> **DOCUMENT EXTRACT**:
== Segment start ==

As the WSJ eloquently puts it, “Islamist fighters ran the top Western-backed rebel commander in Syria out of his headquarters, and he fled the country, U.S. officials said Wednesday.” Any references to brave Sir Robin are purely accidental. It got better when the same Al Qaeda fighters “took over key warehouses holding U.S. military gear for moderate fighters in northern Syria over the weekend.” In other words, as we repeatedly forecast over the summer, the US is now once again arming Al Qaeda fighters with weapons that sooner or later will be used against the US, at a time of the CIA’s choosing.

As for the details of “patriotic” Gen. Idris’ humiliating departure from Syria, and the even more humiliating raid of US military gear, we read on from the WSJ:

Gen. Idris flew to the Qatari capital of Doha on Sunday after fleeing to Turkey, U.S. officials said Wednesday. “He fled as a result of the Islamic Front taking over his headquarters,” a senior U.S. official said.

An Islamic Front spokesman also said Gen. Idris had fled to Turkey.

The Front took over the warehouses and offices controlled by the Supreme Military Council, the moderate opposition umbrella group that includes the FSA and coordinates U.S. aid distribution, officials said. They also seized the Bab al-Hawa border crossing with Turkey, near the warehouses in the town of Atmeh.

Another bang up job by the State Department:

The growing strength of the Islamic Front prompted the U.S. and its allies to recently hold direct talks with Islamic Front representatives. The goal, according to Western officials, was to persuade some Islamists to support a Syria peace conference set for Geneva on Jan. 22 for fear that a lasting accord won’t be possible without their backing. The SMC already agreed to participate in the peace talks.

A quick primer on how brave the US “loyalists” in Syria are to both the cause, and to US equipment:

U.S. officials say there was no battle for control of the facilities between the SMC and the Islamic Front. One senior U.S. official said the takeover amounted to “an internal coup.” But other U.S. officials disputed that characterization.

== Segment end ==

> **Natural-language object-grounding data**:
== Segment start ==

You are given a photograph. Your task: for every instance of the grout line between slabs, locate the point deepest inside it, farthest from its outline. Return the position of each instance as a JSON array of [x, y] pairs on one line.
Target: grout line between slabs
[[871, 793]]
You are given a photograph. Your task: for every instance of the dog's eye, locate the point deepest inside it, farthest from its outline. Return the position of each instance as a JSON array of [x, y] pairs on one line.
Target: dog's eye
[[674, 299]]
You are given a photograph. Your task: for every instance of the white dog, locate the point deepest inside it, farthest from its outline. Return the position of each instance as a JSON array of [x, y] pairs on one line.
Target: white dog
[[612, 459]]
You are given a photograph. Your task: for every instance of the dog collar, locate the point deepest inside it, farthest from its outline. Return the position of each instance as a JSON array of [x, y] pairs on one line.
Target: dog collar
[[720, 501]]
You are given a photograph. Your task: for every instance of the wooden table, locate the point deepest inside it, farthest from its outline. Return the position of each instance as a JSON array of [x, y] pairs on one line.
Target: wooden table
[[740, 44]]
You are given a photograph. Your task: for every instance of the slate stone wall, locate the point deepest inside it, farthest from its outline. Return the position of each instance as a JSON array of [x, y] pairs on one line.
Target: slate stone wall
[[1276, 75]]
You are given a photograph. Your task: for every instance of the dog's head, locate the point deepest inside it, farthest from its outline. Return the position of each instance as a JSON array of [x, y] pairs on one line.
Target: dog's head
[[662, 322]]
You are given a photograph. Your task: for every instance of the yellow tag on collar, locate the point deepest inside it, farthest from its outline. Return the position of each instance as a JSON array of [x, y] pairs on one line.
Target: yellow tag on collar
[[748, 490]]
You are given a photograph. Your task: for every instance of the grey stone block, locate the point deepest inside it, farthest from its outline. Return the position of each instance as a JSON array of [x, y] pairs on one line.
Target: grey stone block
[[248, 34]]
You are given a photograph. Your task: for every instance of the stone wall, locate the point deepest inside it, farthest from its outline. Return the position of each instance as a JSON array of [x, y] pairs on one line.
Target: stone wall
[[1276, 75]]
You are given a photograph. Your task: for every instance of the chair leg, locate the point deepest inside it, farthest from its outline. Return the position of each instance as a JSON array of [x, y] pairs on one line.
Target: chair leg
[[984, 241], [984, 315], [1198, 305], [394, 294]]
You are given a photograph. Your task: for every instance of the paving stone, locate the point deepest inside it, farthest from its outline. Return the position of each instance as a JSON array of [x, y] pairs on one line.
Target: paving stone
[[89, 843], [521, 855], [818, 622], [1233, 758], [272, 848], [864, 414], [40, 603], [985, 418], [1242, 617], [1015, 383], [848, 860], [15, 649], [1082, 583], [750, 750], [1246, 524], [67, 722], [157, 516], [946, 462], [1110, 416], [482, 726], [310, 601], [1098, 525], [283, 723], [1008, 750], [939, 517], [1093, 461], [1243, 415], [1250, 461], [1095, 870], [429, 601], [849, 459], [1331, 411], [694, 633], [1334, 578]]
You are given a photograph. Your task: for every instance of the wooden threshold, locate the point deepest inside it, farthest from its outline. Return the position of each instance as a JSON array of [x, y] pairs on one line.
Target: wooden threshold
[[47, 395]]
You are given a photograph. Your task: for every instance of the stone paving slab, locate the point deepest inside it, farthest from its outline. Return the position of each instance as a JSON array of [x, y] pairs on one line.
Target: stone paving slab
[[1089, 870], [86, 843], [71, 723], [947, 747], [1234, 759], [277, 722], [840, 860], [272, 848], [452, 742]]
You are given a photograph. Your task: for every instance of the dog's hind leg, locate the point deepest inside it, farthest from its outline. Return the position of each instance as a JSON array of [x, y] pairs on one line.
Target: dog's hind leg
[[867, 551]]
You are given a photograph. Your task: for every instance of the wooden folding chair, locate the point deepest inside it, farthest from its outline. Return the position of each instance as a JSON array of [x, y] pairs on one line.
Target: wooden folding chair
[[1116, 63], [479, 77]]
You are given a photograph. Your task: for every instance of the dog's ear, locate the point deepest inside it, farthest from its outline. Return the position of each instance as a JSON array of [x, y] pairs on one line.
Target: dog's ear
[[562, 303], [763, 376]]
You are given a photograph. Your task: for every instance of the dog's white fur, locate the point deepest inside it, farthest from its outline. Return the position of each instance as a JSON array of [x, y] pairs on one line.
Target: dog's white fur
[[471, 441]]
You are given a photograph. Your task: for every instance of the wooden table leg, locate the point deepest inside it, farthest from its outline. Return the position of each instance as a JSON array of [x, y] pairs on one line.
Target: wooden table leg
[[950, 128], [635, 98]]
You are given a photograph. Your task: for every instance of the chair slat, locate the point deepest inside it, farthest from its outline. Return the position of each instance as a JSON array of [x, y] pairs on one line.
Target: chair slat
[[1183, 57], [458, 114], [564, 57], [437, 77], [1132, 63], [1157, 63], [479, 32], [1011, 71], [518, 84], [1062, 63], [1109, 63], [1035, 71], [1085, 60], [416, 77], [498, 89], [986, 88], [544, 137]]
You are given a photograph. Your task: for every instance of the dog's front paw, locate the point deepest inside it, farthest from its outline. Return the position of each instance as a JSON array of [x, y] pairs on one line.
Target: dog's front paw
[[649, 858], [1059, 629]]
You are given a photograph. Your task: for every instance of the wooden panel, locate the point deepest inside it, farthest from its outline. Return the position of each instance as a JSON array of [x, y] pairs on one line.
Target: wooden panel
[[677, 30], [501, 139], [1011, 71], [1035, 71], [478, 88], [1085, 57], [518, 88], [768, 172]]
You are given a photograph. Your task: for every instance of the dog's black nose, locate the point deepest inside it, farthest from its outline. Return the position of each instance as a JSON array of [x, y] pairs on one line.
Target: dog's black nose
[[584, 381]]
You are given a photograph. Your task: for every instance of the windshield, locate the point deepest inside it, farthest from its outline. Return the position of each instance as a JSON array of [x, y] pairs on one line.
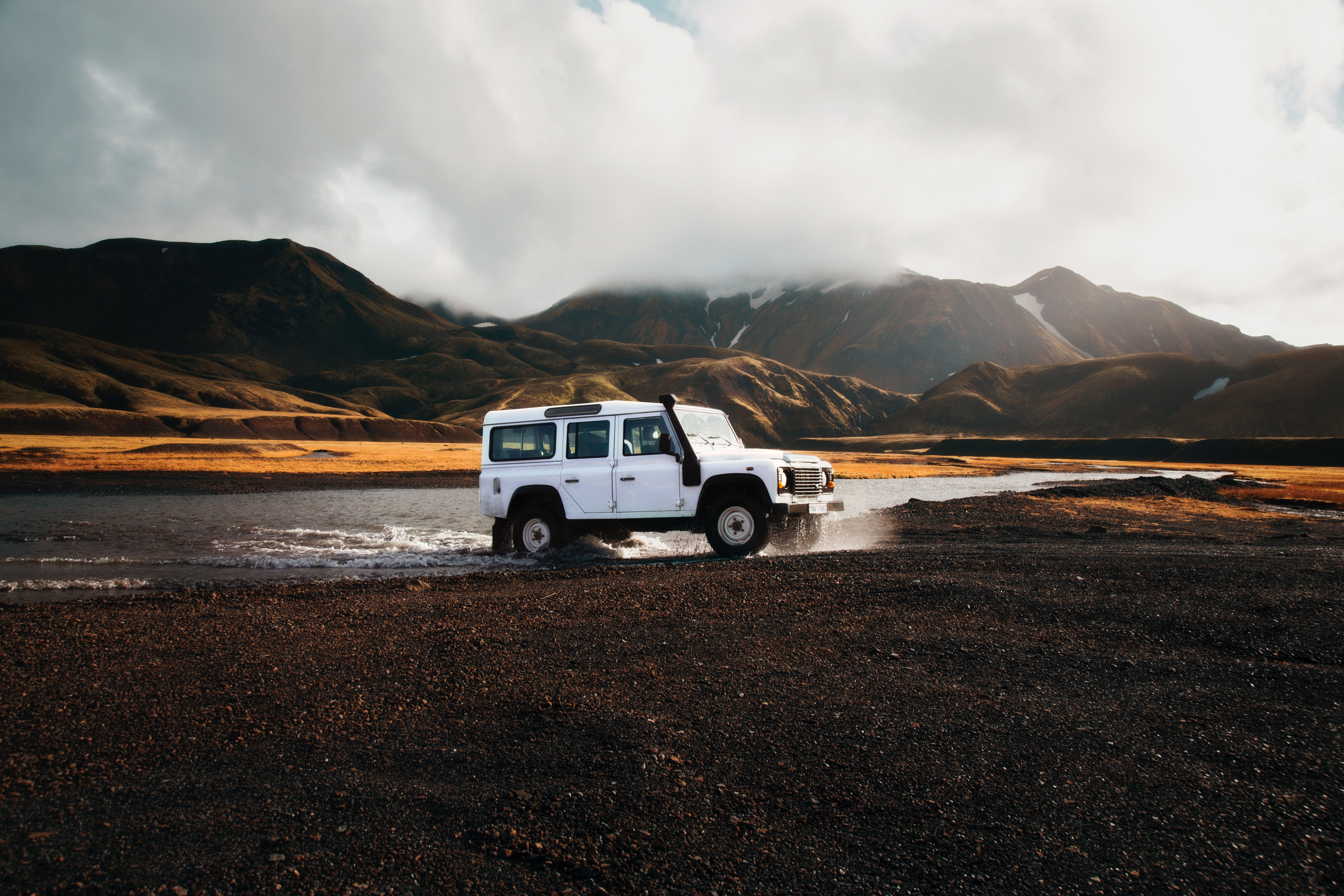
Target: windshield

== Segment end ==

> **DESCRIPTION OF THE TASK**:
Repeat the full commentary on Gen. Idris's flight from Syria word for word.

> **SOLUTION**:
As the WSJ eloquently puts it, “Islamist fighters ran the top Western-backed rebel commander in Syria out of his headquarters, and he fled the country, U.S. officials said Wednesday.” Any references to brave Sir Robin are purely accidental. It got better when the same Al Qaeda fighters “took over key warehouses holding U.S. military gear for moderate fighters in northern Syria over the weekend.” In other words, as we repeatedly forecast over the summer, the US is now once again arming Al Qaeda fighters with weapons that sooner or later will be used against the US, at a time of the CIA’s choosing.

As for the details of “patriotic” Gen. Idris’ humiliating departure from Syria, and the even more humiliating raid of US military gear, we read on from the WSJ:

Gen. Idris flew to the Qatari capital of Doha on Sunday after fleeing to Turkey, U.S. officials said Wednesday. “He fled as a result of the Islamic Front taking over his headquarters,” a senior U.S. official said.

An Islamic Front spokesman also said Gen. Idris had fled to Turkey.

The Front took over the warehouses and offices controlled by the Supreme Military Council, the moderate opposition umbrella group that includes the FSA and coordinates U.S. aid distribution, officials said. They also seized the Bab al-Hawa border crossing with Turkey, near the warehouses in the town of Atmeh.

Another bang up job by the State Department:

The growing strength of the Islamic Front prompted the U.S. and its allies to recently hold direct talks with Islamic Front representatives. The goal, according to Western officials, was to persuade some Islamists to support a Syria peace conference set for Geneva on Jan. 22 for fear that a lasting accord won’t be possible without their backing. The SMC already agreed to participate in the peace talks.

A quick primer on how brave the US “loyalists” in Syria are to both the cause, and to US equipment:

U.S. officials say there was no battle for control of the facilities between the SMC and the Islamic Front. One senior U.S. official said the takeover amounted to “an internal coup.” But other U.S. officials disputed that characterization.